Data listing:
::::::

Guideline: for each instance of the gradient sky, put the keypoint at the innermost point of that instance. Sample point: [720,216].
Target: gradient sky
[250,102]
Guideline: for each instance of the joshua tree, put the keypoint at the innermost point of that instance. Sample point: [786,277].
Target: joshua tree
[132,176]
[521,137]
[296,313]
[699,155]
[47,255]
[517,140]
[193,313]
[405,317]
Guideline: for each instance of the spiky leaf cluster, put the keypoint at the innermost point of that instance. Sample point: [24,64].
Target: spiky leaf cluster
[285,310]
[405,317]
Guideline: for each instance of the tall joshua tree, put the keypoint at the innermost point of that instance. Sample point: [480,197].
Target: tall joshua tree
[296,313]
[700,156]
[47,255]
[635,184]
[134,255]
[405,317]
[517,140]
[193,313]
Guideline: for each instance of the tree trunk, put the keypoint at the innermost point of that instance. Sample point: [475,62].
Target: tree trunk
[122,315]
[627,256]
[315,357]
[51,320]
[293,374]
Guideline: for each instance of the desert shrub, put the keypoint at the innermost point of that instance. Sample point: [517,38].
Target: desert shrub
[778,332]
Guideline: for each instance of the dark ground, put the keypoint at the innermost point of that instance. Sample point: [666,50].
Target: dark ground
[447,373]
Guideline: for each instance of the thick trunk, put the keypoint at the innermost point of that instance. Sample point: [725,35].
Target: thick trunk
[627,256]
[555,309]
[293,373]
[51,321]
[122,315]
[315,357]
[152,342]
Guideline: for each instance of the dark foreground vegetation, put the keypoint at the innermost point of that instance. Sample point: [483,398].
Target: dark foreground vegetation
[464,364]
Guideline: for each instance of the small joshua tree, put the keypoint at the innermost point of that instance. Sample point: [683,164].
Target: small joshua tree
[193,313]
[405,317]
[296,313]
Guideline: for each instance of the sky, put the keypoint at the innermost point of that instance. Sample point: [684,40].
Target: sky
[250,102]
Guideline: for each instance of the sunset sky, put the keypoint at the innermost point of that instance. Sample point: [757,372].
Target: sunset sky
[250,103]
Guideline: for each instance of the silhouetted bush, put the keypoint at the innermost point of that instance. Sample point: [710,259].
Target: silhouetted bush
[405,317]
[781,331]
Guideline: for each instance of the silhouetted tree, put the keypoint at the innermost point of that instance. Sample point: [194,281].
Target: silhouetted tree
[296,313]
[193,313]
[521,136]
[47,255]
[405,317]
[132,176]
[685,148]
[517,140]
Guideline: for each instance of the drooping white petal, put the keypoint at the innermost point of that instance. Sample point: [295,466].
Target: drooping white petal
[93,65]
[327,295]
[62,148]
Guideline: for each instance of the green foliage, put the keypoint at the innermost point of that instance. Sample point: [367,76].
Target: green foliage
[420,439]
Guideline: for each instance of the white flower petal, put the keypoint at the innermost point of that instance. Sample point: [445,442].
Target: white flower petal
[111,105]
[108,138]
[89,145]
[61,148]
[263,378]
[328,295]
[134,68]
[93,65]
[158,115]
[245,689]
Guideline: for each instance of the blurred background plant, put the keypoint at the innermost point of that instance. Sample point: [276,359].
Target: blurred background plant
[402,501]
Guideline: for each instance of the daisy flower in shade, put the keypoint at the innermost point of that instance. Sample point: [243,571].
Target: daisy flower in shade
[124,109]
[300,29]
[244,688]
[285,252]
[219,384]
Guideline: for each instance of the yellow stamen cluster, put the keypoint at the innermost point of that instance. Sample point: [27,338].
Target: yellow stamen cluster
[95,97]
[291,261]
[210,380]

::::::

**Task details:**
Set out every line of the records above as a numbered list, omitting any blank lines.

**Exercise response:**
1. Guideline: for each instance of the gradient sky, put the keypoint at the innermost point of that instance. Sample point: [720,216].
2. Target: gradient sky
3. [250,102]
4. Guideline: for each instance of the joshua tree, put the keypoint at the innermost point of that instance. Sample point: [786,277].
5. Target: joshua tree
6. [132,176]
7. [521,137]
8. [296,313]
9. [699,155]
10. [47,255]
11. [517,140]
12. [193,313]
13. [405,317]
14. Guideline: for each instance of the spiky leaf cluster, put the keypoint at the innermost point of that instance. Sample point: [24,64].
15. Target: spiky leaf cluster
16. [285,310]
17. [405,317]
18. Guideline: for each instance of the tall joshua tree, put the keypoint at the innermost point of that instance. Sample point: [480,197].
19. Target: tall joshua tree
20. [296,313]
21. [700,156]
22. [47,255]
23. [635,184]
24. [134,255]
25. [405,317]
26. [517,140]
27. [193,313]
28. Guideline: for each instance of the tree trunk, put the keypoint at the innermost point of that instance. Sample point: [475,62].
29. Target: tree trunk
30. [122,315]
31. [627,256]
32. [315,357]
33. [51,320]
34. [293,374]
35. Guideline: for each instance of the desert shrub, put the keypoint at the innermost point of that instance. Sample point: [517,38].
36. Target: desert shrub
37. [778,332]
38. Guideline: for each instance of the dark ground, put the keypoint at the innermost point of that instance. Sample point: [666,50].
39. Target: dark ground
40. [447,373]
41. Guideline: for each instance of the thick trunk, put the keypoint at the innermost point of that instance. Sample point: [725,35].
42. Target: thick trunk
43. [627,256]
44. [555,309]
45. [293,373]
46. [51,321]
47. [122,315]
48. [315,357]
49. [152,342]
50. Guideline: for each instance of the dark foreground vegetation, put the keypoint at the innermost point of that instance. Sample point: [483,398].
51. Target: dark foreground vegetation
52. [464,364]
53. Guideline: for each instance of the small joshua tree, put the keypoint at the innermost point of that instance. Sample point: [683,164].
54. Target: small joshua tree
55. [193,313]
56. [405,317]
57. [296,313]
58. Guideline: for each instance of the sky, put the keypoint at the innermost point of that instance. Sample point: [684,40].
59. Target: sky
60. [250,102]
61. Guideline: for each instance of the sunset sky, put the keypoint at the innermost point of that instance. Sample point: [757,372].
62. Target: sunset sky
63. [250,103]
64. Guideline: for each instance of the silhouetted bush, put the keypoint at the innermost point of that instance. Sample point: [710,259].
65. Target: silhouetted bush
66. [405,317]
67. [781,331]
68. Guideline: for each instance of the silhouetted tree, put the keypoint at the innermost point of that instance. Sample point: [194,281].
69. Target: silhouetted tree
70. [296,313]
71. [193,313]
72. [521,136]
73. [47,255]
74. [405,317]
75. [132,176]
76. [685,148]
77. [517,140]
78. Guideline: for each instance of the drooping white petal, put the keypoint at the innermost point of that instance. Sample point: [295,466].
79. Target: drooping white petal
80. [93,65]
81. [327,295]
82. [62,148]
83. Guideline: for each instance of the green foliage, put the keypoint at the innermost point of that instance. Sample point: [367,76].
84. Target: green foliage
85. [420,439]
86. Guideline: for each instance of the white flower petal, put the keypoint at the innermost point of that instance. Sample point: [445,442].
87. Target: white flower petal
88. [111,105]
89. [108,138]
90. [89,145]
91. [61,148]
92. [263,378]
93. [328,295]
94. [134,68]
95. [93,65]
96. [158,115]
97. [245,689]
98. Guideline: for each instance of the blurred background plant, put the keypoint at the innermost point of that instance. Sample point: [276,359].
99. Target: blurred background plant
100. [402,501]
101. Guideline: for each instance of the daisy flower in shade, put the keypoint at the innermost point of that instance. Sample point: [243,571].
102. Target: daisy flower in shade
103. [124,109]
104. [300,29]
105. [244,688]
106. [285,252]
107. [219,384]
108. Guideline: for each instance of the yellow stamen cluster, put the keypoint at the innermost point of that instance. Sample point: [27,338].
109. Target: yellow stamen cluster
110. [95,97]
111. [291,261]
112. [210,380]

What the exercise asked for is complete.